Your assignment ▸
Repeat the material below. Keep every line exactly as written.

Data for processing ▸

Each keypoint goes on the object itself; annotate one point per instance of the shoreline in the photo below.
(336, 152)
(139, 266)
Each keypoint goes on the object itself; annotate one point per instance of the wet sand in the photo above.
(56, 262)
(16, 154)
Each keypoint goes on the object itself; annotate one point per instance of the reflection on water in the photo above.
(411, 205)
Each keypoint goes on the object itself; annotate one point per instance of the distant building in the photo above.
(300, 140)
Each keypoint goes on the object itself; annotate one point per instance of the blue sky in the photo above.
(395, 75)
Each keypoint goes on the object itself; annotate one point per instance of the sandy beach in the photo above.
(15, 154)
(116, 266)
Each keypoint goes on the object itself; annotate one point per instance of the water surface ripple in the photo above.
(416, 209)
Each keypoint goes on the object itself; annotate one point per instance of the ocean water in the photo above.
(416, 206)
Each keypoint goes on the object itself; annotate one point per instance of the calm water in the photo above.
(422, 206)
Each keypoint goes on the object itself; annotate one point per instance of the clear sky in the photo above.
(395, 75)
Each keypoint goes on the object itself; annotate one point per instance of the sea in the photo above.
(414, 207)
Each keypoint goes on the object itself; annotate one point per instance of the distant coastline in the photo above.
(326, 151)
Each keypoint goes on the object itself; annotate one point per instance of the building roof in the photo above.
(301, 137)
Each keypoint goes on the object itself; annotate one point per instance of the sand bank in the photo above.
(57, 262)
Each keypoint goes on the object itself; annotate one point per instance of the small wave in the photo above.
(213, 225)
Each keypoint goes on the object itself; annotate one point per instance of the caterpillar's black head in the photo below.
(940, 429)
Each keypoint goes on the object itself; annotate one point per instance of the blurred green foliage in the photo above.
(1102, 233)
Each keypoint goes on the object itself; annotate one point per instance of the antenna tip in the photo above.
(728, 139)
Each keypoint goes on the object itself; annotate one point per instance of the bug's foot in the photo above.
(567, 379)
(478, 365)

Written response ▸
Each keypoint goes on the object itself; annotate one point per instance of the shoreline in the photo below.
(336, 152)
(139, 266)
Each keypoint goes on the object itself; annotate one point per instance of the wet sand in the photo above.
(56, 262)
(16, 154)
Each keypoint goes on the object itself; annotate one point per instance of the reflection on water in the photo above.
(411, 205)
Each keypoint goes on the object itself; annotate one point per instance of the distant building in the photo above.
(300, 140)
Each keypoint goes on the object itself; annotate one point per instance of the blue sky in the photo above.
(395, 75)
Each keypoint goes on the object itself; annotate one point per instance of the sandy beach in the photo above.
(15, 154)
(116, 266)
Each keypoint goes on the object itself; annotate one point per instance of the water surface ripple in the photo above.
(416, 209)
Each keypoint goes on the object itself; annotate one point per instance of the ocean water in the photo above.
(416, 206)
Each keypoint goes on the object itself; annotate one point per instance of the calm water in the photo above.
(422, 206)
Each keypoint goes on the object itself; annotate one point per instance of the clear sky in the photo above.
(395, 75)
Each keypoint goes on the object itself; annotate one point per instance of the sea in the photo above.
(414, 207)
Each keypoint goes on the object itself; annotate one point per instance of the distant coastline in the photo above.
(326, 151)
Each keypoint goes on the object itself; annotate one point per instance of the building roof in the photo above.
(301, 137)
Each keypoint goes on the object itself; annotate one point per instance of the sand bank in the photo above.
(57, 262)
Each keypoint goes on the object itself; annotate one point per instance of the small wave in the photo above.
(213, 225)
Each keypoint goes on the object itself; annotate one point per instance of the caterpillar's black head in the photo below.
(940, 429)
Each keypoint goes on the object itself; annotate one point per instance of the blurred green foliage in the photo above.
(1102, 233)
Each keypoint goes on the object itself; annotate one point per instance of the antenna tip in the photo above.
(728, 139)
Each keypoint goes on the object itself; annotate one point per instance of the bug's foot in the photo above.
(567, 379)
(478, 365)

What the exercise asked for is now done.